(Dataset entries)
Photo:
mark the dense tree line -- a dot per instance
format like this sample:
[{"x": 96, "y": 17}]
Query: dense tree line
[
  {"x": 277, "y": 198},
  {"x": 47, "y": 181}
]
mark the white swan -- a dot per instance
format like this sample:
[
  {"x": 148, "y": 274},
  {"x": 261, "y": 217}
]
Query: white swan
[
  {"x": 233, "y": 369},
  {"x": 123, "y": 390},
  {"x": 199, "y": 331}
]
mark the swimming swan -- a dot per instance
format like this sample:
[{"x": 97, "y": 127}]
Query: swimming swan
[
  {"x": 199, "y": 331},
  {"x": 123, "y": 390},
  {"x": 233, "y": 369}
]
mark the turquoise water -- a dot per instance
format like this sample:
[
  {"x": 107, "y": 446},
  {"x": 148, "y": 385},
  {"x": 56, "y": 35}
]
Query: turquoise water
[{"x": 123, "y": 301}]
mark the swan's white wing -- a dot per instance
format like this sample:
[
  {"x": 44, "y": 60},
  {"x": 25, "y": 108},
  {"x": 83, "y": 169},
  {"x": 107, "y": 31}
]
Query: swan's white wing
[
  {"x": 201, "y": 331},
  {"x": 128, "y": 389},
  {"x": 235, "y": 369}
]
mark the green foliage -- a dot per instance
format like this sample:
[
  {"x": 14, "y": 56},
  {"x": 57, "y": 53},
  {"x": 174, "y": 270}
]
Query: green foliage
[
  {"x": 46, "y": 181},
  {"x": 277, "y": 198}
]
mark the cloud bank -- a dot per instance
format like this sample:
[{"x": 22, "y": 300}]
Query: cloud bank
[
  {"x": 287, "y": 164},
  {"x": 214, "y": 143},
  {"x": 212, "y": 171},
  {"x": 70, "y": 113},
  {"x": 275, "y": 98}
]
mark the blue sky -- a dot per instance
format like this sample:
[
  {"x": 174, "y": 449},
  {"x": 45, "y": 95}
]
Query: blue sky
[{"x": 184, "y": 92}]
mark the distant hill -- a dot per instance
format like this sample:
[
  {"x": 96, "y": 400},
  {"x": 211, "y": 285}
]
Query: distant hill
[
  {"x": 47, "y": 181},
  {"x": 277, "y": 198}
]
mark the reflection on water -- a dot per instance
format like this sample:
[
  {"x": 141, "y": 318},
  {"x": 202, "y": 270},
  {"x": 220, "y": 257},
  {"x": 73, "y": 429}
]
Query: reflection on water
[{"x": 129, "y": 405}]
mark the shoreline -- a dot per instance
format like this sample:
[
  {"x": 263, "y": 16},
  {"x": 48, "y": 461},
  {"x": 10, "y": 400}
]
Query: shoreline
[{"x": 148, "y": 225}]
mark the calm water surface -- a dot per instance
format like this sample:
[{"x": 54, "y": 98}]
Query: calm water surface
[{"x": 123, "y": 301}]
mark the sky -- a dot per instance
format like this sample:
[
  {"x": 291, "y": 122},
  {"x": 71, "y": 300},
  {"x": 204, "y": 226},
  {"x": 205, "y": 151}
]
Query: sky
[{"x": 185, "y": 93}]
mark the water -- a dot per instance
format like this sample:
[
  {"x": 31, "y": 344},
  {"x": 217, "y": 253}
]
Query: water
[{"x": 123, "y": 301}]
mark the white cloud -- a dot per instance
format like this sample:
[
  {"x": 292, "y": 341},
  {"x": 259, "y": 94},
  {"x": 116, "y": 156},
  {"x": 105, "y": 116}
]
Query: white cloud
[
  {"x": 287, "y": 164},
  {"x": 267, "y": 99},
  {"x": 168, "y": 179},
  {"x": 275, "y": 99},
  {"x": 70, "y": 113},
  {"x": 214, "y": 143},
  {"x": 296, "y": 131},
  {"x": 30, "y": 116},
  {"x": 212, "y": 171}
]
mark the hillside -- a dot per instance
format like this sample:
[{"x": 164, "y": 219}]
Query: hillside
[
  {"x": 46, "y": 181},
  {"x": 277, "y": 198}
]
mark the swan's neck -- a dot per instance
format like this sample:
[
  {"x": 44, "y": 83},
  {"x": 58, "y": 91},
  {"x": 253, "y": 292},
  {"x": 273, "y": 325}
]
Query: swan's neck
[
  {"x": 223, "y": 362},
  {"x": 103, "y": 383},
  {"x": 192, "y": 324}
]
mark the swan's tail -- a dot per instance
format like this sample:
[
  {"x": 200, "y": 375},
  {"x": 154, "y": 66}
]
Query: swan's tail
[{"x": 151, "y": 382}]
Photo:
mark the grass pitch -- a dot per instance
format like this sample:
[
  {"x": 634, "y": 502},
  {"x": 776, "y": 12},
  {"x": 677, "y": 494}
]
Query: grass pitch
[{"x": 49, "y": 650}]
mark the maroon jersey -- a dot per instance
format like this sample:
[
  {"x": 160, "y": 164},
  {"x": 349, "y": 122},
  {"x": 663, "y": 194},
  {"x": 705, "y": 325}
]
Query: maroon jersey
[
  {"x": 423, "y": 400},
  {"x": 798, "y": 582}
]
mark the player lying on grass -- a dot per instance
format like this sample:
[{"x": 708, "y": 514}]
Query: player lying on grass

◆ **Exercise prompt**
Report how many lines of the entries above contain the word "player", giving the number by itself.

◆ **Completed exercise**
2